[Shape labeling data]

++++++

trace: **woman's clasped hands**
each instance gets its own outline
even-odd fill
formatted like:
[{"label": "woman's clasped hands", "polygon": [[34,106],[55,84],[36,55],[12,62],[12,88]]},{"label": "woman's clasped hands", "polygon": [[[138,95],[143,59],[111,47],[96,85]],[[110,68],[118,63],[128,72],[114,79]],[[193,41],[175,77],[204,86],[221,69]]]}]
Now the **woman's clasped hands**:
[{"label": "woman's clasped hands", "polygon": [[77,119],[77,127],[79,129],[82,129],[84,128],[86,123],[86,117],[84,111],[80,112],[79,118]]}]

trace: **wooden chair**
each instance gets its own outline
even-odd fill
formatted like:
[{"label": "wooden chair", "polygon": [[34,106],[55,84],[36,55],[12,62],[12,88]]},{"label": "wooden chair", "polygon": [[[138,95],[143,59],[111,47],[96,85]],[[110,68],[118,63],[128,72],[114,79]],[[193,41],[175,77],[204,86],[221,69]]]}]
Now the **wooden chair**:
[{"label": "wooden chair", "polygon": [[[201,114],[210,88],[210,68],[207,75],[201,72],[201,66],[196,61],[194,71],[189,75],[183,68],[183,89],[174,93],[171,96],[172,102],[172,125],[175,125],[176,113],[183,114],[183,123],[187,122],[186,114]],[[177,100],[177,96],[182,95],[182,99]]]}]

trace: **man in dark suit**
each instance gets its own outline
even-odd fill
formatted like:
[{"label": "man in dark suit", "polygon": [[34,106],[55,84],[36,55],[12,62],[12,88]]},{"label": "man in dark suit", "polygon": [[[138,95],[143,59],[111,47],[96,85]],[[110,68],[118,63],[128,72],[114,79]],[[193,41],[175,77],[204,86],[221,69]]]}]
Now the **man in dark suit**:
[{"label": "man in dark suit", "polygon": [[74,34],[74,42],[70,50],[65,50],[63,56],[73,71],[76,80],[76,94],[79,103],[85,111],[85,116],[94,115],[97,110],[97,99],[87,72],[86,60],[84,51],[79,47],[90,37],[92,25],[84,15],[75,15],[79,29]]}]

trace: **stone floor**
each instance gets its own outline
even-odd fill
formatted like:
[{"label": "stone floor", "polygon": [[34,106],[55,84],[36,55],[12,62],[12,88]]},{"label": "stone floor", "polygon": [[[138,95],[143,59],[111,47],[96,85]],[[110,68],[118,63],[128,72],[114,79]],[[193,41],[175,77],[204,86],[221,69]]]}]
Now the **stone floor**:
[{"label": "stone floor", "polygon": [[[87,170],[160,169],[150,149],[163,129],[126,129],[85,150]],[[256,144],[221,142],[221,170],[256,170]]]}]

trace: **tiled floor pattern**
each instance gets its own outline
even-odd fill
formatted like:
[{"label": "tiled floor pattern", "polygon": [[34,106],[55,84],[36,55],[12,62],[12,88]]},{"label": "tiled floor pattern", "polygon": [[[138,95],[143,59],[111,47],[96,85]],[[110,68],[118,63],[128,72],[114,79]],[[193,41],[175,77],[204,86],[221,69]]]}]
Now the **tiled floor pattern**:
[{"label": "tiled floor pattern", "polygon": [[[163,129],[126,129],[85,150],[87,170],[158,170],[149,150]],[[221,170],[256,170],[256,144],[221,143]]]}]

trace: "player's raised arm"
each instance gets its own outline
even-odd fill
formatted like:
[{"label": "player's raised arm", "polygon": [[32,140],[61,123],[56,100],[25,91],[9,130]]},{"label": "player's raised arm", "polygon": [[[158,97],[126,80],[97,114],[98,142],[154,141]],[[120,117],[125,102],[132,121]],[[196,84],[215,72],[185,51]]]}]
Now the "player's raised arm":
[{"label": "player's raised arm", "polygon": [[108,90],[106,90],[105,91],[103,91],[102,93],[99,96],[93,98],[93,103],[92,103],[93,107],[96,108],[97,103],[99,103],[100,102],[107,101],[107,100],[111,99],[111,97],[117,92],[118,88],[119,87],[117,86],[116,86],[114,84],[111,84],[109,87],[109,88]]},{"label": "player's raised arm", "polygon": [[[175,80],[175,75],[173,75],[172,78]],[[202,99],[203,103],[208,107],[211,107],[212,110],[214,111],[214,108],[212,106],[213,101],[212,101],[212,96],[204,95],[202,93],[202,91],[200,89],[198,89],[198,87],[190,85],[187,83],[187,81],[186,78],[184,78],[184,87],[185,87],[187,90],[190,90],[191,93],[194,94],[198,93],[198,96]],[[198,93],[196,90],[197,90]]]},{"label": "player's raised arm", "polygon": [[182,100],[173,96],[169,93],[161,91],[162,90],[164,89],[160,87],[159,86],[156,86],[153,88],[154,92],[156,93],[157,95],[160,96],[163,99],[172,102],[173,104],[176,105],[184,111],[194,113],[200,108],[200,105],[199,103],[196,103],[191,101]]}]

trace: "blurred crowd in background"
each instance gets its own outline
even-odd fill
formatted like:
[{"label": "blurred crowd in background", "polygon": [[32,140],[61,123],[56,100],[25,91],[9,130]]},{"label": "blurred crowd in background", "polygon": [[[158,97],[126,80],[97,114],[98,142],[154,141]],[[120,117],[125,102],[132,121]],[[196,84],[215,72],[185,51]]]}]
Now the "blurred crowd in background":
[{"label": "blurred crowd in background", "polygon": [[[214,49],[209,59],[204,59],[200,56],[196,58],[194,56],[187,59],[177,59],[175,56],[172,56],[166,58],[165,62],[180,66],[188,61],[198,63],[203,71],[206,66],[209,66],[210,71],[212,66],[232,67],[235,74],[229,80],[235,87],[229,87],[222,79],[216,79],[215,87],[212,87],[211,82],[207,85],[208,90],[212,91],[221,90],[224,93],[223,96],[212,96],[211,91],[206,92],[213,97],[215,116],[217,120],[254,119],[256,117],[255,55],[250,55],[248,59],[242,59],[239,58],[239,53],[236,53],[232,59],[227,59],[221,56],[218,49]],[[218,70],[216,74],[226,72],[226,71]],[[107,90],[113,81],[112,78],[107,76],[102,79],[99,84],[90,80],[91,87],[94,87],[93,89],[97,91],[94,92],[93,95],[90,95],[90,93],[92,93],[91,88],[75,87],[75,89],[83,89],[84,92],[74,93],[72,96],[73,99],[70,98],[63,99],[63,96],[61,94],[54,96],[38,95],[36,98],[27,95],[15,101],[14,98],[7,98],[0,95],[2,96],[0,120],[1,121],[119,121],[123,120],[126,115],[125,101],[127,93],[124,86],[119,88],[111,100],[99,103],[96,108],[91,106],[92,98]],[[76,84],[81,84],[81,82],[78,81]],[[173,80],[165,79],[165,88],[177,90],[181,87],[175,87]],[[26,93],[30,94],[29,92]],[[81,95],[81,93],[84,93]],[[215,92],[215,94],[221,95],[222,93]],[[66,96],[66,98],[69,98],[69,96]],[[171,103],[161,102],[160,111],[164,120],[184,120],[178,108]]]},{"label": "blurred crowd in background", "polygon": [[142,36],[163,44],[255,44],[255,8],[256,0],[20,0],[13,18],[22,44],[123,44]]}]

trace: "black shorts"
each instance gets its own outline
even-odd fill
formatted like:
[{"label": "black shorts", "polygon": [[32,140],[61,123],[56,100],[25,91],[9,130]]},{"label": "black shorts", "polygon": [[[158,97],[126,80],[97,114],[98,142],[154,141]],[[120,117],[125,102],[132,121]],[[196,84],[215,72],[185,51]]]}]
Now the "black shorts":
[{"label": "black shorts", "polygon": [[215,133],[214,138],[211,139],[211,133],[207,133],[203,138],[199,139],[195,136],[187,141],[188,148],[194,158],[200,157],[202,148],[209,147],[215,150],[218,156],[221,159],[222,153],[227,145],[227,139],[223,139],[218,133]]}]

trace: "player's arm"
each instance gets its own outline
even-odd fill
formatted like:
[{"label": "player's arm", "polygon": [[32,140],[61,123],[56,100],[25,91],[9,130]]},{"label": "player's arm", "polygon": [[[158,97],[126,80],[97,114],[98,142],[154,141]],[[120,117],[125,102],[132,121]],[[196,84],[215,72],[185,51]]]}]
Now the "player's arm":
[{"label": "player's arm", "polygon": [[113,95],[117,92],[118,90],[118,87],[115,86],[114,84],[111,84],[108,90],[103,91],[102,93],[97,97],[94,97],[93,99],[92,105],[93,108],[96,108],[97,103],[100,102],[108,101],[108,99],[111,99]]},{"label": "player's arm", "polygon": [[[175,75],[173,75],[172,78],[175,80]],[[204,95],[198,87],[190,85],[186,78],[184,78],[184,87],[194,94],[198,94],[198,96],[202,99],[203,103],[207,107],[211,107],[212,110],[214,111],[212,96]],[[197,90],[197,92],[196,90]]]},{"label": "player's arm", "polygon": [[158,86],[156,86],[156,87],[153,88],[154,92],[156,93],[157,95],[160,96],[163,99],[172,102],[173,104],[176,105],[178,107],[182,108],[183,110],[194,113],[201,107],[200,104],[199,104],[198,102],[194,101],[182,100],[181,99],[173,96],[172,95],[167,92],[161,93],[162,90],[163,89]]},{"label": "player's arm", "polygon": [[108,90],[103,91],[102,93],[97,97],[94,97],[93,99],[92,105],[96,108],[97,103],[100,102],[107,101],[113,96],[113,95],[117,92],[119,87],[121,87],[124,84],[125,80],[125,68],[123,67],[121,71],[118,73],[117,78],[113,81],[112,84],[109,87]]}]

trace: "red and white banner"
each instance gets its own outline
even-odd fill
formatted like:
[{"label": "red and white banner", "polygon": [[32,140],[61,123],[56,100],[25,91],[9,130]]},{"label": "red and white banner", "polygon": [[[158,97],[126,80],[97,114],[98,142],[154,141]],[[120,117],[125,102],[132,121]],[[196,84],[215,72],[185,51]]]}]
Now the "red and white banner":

++++++

### Task
Convert the lines of the data starting at the line containing "trace: **wooden chair**" and ending at the line containing "Now the **wooden" into a JSON list of strings, one string per line and omitting blank lines.

### Solution to this exercise
[
  "trace: **wooden chair**",
  "each instance gets its own outline",
  "even-odd fill",
  "formatted like:",
  "[{\"label\": \"wooden chair\", \"polygon\": [[34,106],[55,84],[36,55],[12,62],[12,88]]},{\"label\": \"wooden chair\", \"polygon\": [[[138,95],[143,59],[111,47],[96,85]],[[110,68],[118,63],[128,72],[114,79]],[[193,41],[175,77],[204,86],[221,69]]]}]",
  "Now the **wooden chair**:"
]